Relacione todos os nomes de lugares que aparecem no trecho abaixo sobre a origem de Bakhita.

* [TRECHO PARA LEITURA]:
■ ■ ■ ■ ■

Podemos encontrar uma verdadeira estrela que despontou, resplandecendo no meio das trevas do paganismo e da escravidão! Bakhita nasceu no Sudão, região de Darfur na África, no ano de 1869, e através de suas poucas informações sabemos que sua aldeia natal é Olgossa, cuja pronúncia é “algoz”, que em árabe significa “Dunas de Areia”. De família abastada, seu pai possuía terras, plantações e gado; ele era irmão do chefe da aldeia. Sua família era composta pelos pais e sete filhos, sendo muito unidos e afeiçoados. Muito embora a descrição dessa aurora da Bakhita deixa entrever um céu límpido, não tardará em ser coberto por nuvens de tribulações, como veremos adiante.
Os dois gigantes opressores: “ O paganismo e a escravidão”

■ ■ ■ ■ ■

Registros brutos
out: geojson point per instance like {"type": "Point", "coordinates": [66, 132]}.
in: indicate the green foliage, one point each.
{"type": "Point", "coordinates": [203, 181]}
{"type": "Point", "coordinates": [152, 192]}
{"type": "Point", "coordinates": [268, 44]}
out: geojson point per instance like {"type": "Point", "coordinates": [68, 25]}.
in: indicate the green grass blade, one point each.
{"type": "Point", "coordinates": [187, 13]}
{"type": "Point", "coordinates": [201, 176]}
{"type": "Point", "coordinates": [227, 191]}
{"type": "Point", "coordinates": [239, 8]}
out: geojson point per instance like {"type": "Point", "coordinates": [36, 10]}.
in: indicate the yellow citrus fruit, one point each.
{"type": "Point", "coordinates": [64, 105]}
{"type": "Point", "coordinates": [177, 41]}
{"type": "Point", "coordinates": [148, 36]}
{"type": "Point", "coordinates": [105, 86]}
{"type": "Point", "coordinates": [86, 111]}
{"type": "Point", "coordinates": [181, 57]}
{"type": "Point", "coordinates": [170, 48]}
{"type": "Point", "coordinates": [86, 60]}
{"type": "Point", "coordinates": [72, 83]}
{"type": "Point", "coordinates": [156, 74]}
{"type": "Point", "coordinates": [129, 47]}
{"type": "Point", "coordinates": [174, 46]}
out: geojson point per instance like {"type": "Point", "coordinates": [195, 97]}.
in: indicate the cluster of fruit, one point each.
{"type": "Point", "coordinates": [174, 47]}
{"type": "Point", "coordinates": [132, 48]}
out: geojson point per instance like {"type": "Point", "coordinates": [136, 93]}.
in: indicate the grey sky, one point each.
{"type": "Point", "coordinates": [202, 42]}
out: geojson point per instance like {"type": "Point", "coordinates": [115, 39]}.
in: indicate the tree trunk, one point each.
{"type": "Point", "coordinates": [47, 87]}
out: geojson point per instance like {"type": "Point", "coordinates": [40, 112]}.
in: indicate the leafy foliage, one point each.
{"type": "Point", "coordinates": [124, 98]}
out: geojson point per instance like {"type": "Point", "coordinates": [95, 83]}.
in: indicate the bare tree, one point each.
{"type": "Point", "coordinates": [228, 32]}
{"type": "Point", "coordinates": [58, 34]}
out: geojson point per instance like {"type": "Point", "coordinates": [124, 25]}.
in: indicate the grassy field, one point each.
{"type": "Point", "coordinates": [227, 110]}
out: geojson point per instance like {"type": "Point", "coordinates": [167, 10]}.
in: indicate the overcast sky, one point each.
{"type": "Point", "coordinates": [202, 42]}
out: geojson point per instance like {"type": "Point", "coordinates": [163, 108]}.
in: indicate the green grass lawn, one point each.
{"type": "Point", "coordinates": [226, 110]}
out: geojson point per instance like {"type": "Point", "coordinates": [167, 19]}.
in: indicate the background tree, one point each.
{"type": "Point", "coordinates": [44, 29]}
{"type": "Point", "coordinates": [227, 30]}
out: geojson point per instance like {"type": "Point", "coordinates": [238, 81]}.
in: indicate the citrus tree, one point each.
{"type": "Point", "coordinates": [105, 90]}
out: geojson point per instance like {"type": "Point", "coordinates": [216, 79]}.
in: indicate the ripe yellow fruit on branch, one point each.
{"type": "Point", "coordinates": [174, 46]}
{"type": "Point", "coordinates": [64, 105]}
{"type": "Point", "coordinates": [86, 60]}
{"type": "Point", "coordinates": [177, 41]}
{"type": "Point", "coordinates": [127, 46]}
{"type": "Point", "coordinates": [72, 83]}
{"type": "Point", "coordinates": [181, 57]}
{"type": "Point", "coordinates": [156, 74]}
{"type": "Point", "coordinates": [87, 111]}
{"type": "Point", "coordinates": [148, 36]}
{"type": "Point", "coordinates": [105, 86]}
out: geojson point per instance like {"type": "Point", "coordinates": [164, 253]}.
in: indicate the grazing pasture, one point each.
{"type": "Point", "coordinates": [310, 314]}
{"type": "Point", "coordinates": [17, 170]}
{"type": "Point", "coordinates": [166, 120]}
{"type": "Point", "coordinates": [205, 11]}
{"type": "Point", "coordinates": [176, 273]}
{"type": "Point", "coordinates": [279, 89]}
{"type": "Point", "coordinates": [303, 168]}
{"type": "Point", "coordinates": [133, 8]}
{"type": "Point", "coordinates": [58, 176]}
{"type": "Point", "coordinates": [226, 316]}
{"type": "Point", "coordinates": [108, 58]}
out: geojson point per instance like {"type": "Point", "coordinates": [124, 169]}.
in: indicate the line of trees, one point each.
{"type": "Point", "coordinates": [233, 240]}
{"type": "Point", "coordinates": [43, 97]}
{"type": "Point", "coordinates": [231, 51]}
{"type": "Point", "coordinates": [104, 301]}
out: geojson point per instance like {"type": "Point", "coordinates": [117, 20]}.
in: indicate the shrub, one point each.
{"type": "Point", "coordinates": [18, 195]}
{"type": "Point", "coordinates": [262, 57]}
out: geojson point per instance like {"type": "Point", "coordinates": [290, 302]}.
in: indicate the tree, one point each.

■ ■ ■ ■ ■

* [RESOLUÇÃO DO EXERCÍCIO]:
Sudão, Darfur, África, Olgossa